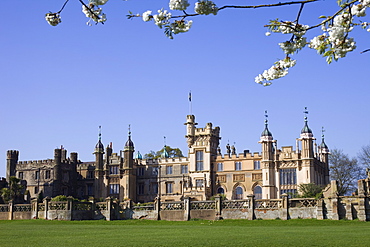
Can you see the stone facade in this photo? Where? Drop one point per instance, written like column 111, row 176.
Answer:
column 204, row 173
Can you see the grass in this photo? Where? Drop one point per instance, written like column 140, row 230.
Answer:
column 190, row 233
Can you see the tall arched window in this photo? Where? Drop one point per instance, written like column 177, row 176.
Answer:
column 257, row 191
column 238, row 193
column 220, row 190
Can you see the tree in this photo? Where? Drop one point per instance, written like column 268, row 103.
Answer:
column 14, row 190
column 345, row 170
column 333, row 43
column 172, row 153
column 364, row 156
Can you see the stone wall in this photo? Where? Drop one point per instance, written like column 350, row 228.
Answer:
column 334, row 208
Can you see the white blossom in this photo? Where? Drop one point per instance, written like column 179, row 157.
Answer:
column 147, row 15
column 278, row 70
column 53, row 18
column 180, row 26
column 98, row 2
column 290, row 47
column 205, row 7
column 178, row 4
column 162, row 18
column 94, row 14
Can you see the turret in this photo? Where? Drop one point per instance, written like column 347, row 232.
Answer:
column 11, row 163
column 306, row 174
column 129, row 171
column 57, row 172
column 99, row 153
column 307, row 139
column 268, row 164
column 190, row 129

__WHAT THE EXERCISE ASKS__: Present the material from its first line through the line with "column 190, row 233" as a Markdown table with columns Row and Text, numbering each line and skipping blank lines. Leave the pictures out.

__RESULT__:
| Row | Text |
|---|---|
| 1 | Can you see the stone facade in this photo? Where? Drop one point per instance, written like column 111, row 176. |
| 2 | Answer: |
| 3 | column 204, row 173 |
| 4 | Can you see the grass in this photo? Where? Drop one point per instance, written like column 140, row 230. |
| 5 | Answer: |
| 6 | column 190, row 233 |